━━━━━ Data lines ━━━━━
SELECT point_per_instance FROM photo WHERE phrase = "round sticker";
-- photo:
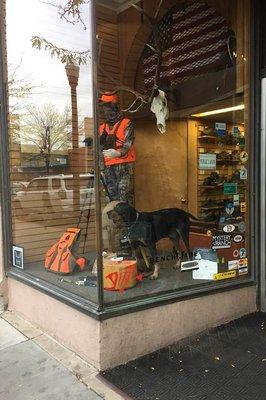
(229, 208)
(242, 253)
(238, 238)
(241, 227)
(243, 156)
(228, 228)
(236, 253)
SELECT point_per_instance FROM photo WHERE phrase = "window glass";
(56, 183)
(51, 151)
(174, 134)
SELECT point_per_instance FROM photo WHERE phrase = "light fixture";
(220, 111)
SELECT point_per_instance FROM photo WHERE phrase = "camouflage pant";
(119, 182)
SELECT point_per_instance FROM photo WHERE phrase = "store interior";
(198, 165)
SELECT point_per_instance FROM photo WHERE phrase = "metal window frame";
(4, 143)
(105, 310)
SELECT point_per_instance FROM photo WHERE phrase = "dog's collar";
(136, 220)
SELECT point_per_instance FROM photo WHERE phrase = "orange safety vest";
(119, 131)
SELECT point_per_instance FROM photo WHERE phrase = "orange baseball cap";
(109, 98)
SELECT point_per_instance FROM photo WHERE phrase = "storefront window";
(51, 143)
(174, 134)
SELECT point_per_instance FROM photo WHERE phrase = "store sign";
(236, 200)
(243, 271)
(242, 253)
(235, 131)
(243, 156)
(230, 188)
(220, 128)
(242, 141)
(229, 228)
(241, 226)
(238, 238)
(243, 173)
(18, 257)
(207, 161)
(243, 207)
(221, 242)
(236, 264)
(224, 275)
(229, 208)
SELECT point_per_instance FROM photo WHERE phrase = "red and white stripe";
(199, 42)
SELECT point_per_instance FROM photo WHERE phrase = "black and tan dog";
(147, 228)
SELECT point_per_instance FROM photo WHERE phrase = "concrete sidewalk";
(33, 366)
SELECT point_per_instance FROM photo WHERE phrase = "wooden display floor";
(169, 279)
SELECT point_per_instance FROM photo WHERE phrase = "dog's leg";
(152, 248)
(184, 234)
(175, 241)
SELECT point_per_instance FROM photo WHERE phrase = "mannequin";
(116, 142)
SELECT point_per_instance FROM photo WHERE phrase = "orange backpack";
(60, 258)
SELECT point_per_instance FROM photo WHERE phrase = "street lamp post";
(72, 71)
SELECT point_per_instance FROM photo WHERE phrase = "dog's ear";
(127, 212)
(110, 214)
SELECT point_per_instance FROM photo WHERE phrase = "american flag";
(193, 38)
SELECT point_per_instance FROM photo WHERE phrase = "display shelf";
(225, 168)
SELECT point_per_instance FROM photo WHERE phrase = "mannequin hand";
(111, 153)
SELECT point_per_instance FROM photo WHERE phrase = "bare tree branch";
(64, 55)
(70, 12)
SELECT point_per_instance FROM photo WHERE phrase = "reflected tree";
(46, 128)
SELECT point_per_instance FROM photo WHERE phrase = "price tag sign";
(230, 188)
(220, 128)
(207, 161)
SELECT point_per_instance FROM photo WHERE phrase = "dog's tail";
(192, 217)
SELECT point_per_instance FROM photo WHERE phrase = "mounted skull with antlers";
(157, 97)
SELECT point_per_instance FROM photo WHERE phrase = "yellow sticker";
(243, 207)
(224, 275)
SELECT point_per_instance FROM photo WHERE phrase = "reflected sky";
(36, 18)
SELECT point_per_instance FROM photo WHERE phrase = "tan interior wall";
(161, 166)
(107, 31)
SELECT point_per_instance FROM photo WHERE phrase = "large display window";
(142, 189)
(177, 102)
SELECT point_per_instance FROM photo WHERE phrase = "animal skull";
━━━━━
The task
A faithful copy of the records above is needed, with the pictures left out.

Finished task
SELECT point_per_instance FROM photo WHERE phrase = "round sticker";
-- photo:
(229, 208)
(242, 253)
(238, 238)
(241, 227)
(243, 156)
(228, 228)
(236, 253)
SELECT point_per_instance FROM photo WHERE phrase = "window glass";
(56, 183)
(51, 151)
(174, 134)
SELECT point_per_instance FROM photo WHERE phrase = "light fixture";
(220, 111)
SELECT point_per_instance FROM photo WHERE phrase = "camouflage pant";
(119, 182)
SELECT point_per_instance FROM photo WHERE phrase = "store interior";
(198, 165)
SELECT point_per_instance FROM photo WHERE phrase = "metal window frame";
(4, 143)
(105, 310)
SELECT point_per_instance FROM photo WHERE phrase = "dog's collar";
(136, 220)
SELECT point_per_instance FROM photo WHERE phrase = "orange safety vest";
(119, 131)
SELECT point_per_instance FROM photo WHERE phrase = "orange baseball cap";
(109, 98)
SELECT point_per_instance FROM photo WHERE phrase = "storefront window";
(51, 143)
(174, 134)
SELECT point_per_instance FROM photo WHERE phrase = "store sign";
(236, 200)
(243, 271)
(242, 253)
(235, 131)
(243, 156)
(230, 188)
(220, 128)
(242, 141)
(229, 228)
(241, 226)
(238, 238)
(243, 173)
(18, 257)
(207, 161)
(243, 207)
(221, 242)
(236, 264)
(224, 275)
(229, 208)
SELECT point_per_instance FROM photo WHERE phrase = "red and white stripe";
(199, 42)
SELECT point_per_instance FROM photo WHERE phrase = "black and tan dog";
(147, 228)
SELECT point_per_instance FROM photo WHERE phrase = "concrete sidewalk";
(33, 366)
SELECT point_per_instance FROM photo WHERE phrase = "wooden display floor";
(169, 279)
SELECT point_per_instance FROM photo WHERE phrase = "dog's leg";
(152, 248)
(184, 234)
(175, 241)
SELECT point_per_instance FROM photo WHERE phrase = "mannequin";
(116, 142)
SELECT point_per_instance FROM photo WHERE phrase = "orange backpack";
(60, 258)
SELECT point_per_instance FROM photo WHERE phrase = "street lamp post";
(72, 71)
SELECT point_per_instance FROM photo WHERE phrase = "dog's ear";
(127, 212)
(110, 214)
SELECT point_per_instance FROM photo WHERE phrase = "american flag";
(193, 38)
SELECT point_per_instance FROM photo WHERE phrase = "display shelf";
(225, 168)
SELECT point_per_instance FROM photo WHERE phrase = "mannequin hand";
(111, 153)
SELECT point_per_instance FROM photo WHERE phrase = "bare tree branch";
(64, 55)
(70, 12)
SELECT point_per_instance FROM photo WHERE phrase = "reflected tree";
(46, 128)
SELECT point_per_instance FROM photo WHERE phrase = "price tag sign";
(230, 188)
(220, 128)
(207, 161)
SELECT point_per_instance FROM photo WHERE phrase = "dog's tail";
(192, 217)
SELECT point_per_instance FROM photo WHERE phrase = "mounted skull with antlers";
(157, 97)
SELECT point_per_instance FROM photo WHERE phrase = "yellow sticker";
(243, 207)
(224, 275)
SELECT point_per_instance FROM photo WHERE phrase = "reflected sky";
(36, 18)
SELECT point_per_instance FROM photo WHERE phrase = "tan interior wall";
(161, 166)
(107, 31)
SELECT point_per_instance FROM photo WHERE phrase = "large display window";
(142, 189)
(177, 102)
SELECT point_per_instance FROM photo WHERE phrase = "animal skull";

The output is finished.